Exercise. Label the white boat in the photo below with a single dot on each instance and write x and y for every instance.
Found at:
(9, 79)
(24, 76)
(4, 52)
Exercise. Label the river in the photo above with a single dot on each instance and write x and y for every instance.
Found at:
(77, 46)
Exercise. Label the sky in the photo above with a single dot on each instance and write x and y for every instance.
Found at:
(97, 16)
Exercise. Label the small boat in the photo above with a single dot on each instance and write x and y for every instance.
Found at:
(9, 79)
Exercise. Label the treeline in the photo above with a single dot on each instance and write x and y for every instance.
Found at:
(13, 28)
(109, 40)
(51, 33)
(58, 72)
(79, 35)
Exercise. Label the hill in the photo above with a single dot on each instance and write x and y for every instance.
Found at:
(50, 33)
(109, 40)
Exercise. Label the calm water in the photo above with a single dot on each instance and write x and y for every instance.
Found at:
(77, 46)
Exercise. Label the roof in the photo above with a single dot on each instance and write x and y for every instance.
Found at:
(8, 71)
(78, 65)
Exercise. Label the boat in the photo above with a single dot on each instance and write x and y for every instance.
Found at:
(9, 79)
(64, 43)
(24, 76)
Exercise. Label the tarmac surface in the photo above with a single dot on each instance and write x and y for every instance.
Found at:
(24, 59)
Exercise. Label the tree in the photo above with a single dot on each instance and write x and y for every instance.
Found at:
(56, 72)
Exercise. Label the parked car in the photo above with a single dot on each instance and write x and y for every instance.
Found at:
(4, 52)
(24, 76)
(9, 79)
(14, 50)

────────────────────────────────────────

WORK TO BE COMPLETED: Check every line of the data above for the string "boat", and copy those that have it.

WRITTEN RESPONSE:
Exercise. Label the white boat in the photo below with a single dot on each instance and write x and y for every instance.
Exercise. Label the small boat in the photo above with a single dot on each instance and write x and y for every instance.
Exercise. Label the boat in the photo above with a single dot on each instance and write x and y for every instance.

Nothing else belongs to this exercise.